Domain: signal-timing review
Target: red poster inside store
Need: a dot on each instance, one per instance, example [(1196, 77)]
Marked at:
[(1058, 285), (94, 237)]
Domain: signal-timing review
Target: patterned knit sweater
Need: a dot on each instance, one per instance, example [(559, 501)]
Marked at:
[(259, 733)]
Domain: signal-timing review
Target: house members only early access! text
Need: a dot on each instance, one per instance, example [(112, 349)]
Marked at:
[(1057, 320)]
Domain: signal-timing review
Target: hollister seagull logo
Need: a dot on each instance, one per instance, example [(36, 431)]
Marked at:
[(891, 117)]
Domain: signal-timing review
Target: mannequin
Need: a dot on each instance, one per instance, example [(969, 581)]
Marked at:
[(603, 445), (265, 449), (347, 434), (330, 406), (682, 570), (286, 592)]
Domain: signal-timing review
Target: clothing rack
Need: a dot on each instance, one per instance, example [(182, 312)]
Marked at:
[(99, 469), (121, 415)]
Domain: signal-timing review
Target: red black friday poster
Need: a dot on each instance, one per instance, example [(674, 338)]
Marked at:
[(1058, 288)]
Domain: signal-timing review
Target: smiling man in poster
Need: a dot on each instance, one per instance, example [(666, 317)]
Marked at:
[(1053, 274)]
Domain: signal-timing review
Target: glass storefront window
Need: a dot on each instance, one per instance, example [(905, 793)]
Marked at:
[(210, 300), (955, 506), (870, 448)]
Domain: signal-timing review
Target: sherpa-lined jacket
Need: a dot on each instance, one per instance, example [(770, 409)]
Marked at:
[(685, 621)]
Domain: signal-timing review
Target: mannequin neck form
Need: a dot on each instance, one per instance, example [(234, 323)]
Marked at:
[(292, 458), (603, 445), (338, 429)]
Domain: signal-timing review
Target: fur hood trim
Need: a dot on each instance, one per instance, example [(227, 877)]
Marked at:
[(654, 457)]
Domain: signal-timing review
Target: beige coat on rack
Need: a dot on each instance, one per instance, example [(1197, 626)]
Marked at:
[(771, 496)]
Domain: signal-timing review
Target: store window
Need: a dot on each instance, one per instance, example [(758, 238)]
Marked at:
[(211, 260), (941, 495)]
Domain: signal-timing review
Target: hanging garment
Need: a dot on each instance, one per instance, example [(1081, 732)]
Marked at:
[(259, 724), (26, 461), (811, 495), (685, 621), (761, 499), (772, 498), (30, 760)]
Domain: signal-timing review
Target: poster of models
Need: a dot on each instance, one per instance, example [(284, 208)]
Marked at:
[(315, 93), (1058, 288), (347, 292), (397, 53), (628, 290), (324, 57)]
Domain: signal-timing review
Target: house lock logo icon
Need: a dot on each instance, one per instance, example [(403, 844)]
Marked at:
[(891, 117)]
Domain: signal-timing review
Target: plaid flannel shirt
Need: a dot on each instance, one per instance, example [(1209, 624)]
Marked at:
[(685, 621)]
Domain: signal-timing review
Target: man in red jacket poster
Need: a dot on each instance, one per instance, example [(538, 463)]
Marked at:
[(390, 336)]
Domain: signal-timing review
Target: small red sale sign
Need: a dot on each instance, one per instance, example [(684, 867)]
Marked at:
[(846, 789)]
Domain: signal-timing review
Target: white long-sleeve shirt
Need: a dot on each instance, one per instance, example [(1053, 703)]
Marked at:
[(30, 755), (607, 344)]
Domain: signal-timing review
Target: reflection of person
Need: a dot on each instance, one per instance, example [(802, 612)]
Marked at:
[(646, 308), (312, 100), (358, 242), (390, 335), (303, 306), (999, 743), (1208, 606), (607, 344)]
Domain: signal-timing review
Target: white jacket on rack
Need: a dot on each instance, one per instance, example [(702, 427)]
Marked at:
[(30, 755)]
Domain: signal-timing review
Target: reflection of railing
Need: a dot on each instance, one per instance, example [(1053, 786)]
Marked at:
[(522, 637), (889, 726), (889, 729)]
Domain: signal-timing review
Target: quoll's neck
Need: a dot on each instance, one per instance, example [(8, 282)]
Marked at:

Aim:
Repeat all the entries word for word.

Answer:
Domain: signal-timing review
Target: red poster inside store
Need: a dot on each instance, one per instance, example [(1196, 77)]
Marked at:
[(1058, 285), (94, 237)]
Domain: signal-timing review
Target: patterned knit sweater
Need: a dot on each instance, one per instance, example [(559, 501)]
Marked at:
[(259, 733)]
Domain: signal-timing review
Target: house members only early access! text
Need: a dot on each instance, one per instance, example [(112, 349)]
Marked at:
[(1057, 320)]
Domain: signal-timing review
Target: hollister seagull logo
Need: a dot on each instance, one per instance, example [(36, 431)]
Marked at:
[(891, 117)]
Domain: signal-timing review
Target: mannequin
Need: a dot on each instance, one per instance, example [(969, 581)]
Marked at:
[(603, 445), (265, 449), (347, 434), (330, 406), (682, 570), (286, 592)]
Domain: signal-timing review
Target: clothing rack
Need: a dot on each instance, one per instance, example [(182, 312)]
Marked at:
[(99, 469), (121, 415)]
Domain: signal-timing review
Target: red black friday poster
Need: a dot on each instance, one per instance, example [(674, 338)]
Marked at:
[(1058, 288)]
Domain: signal-timing review
Target: smiling man in poster
Need: a dot on each instance, one per instance, example [(666, 317)]
Marked at:
[(1053, 274)]
Domain: signal-timing review
Target: glass storefront window
Need: a dot on each instance, one per instance, example [(905, 793)]
Marked at:
[(210, 300), (955, 506), (870, 448)]
Domain: signal-timing review
Target: sherpa-lined jacket
Need: a dot on each instance, one per instance, example [(770, 409)]
Marked at:
[(685, 621)]
Domain: signal-timing review
Target: mannequin neck form
Need: a dot on each instance, one per instance, example [(234, 323)]
Marked at:
[(292, 458), (603, 445), (338, 429)]
Domain: signal-timing review
Target: fur hood trim
Need: a dot on each instance, one per instance, example [(227, 877)]
Marked at:
[(654, 457)]
Domain: signal-timing review
Target: beige coat on rack
Need: a dot on each instance, one per instance, example [(1197, 626)]
Marked at:
[(771, 496)]
Domain: signal-timing review
Target: store window
Need: a dot on each instance, one per instance, example [(758, 238)]
Marked at:
[(211, 260), (941, 495)]
Domain: signal-timing review
Target: hanging garment
Need: a dot on each instance, one per instance, example [(1081, 732)]
Marked at:
[(259, 724), (26, 461), (811, 495), (685, 621), (761, 499), (772, 498), (30, 760)]
Domain: signal-timing review
Target: poster of models
Need: a dot on each instance, one per instance, example [(284, 208)]
Marked at:
[(315, 93), (1058, 288), (347, 292), (397, 53), (628, 290), (324, 57)]
Domain: signal-timing review
Target: house lock logo icon
Need: a dot on each instance, one per instance, example [(403, 844)]
Marked at:
[(891, 117)]
Domain: signal-timing review
Target: plaid flannel shirt
Need: a dot on each instance, one per instance, example [(1209, 624)]
Marked at:
[(685, 621)]
Domain: signal-timing review
Target: man in red jacket poster
Need: a dot on each instance, one per instance, example [(538, 463)]
Marked at:
[(390, 336)]
Domain: signal-timing review
Target: small red sale sign
Need: a dot on each instance, one per instance, example [(684, 867)]
Marked at:
[(846, 789)]
Domain: signal-timing review
Target: white long-sleeve shirt
Need: a dot on each instance, one per instance, example [(1053, 703)]
Marked at:
[(30, 755), (607, 344)]
Domain: signal-timing review
Target: reflection of person
Need: a dot on each instance, one per instance, example [(802, 612)]
Marked at:
[(646, 308), (312, 100), (358, 242), (390, 335), (303, 306), (999, 743), (1208, 606), (607, 344)]
Domain: signal-timing review
Target: white jacket on rack
Need: a dot on each instance, one per instance, example [(702, 427)]
Marked at:
[(30, 755)]
Domain: signal-timing review
Target: reflection of railing
Need: a dot on each instance, one per instance, example [(1053, 786)]
Marked at:
[(522, 637), (889, 726), (889, 729)]
Domain: signal-timing review
Target: quoll's neck
Need: a dot on each instance, one per instance, example [(8, 282)]
Marked at:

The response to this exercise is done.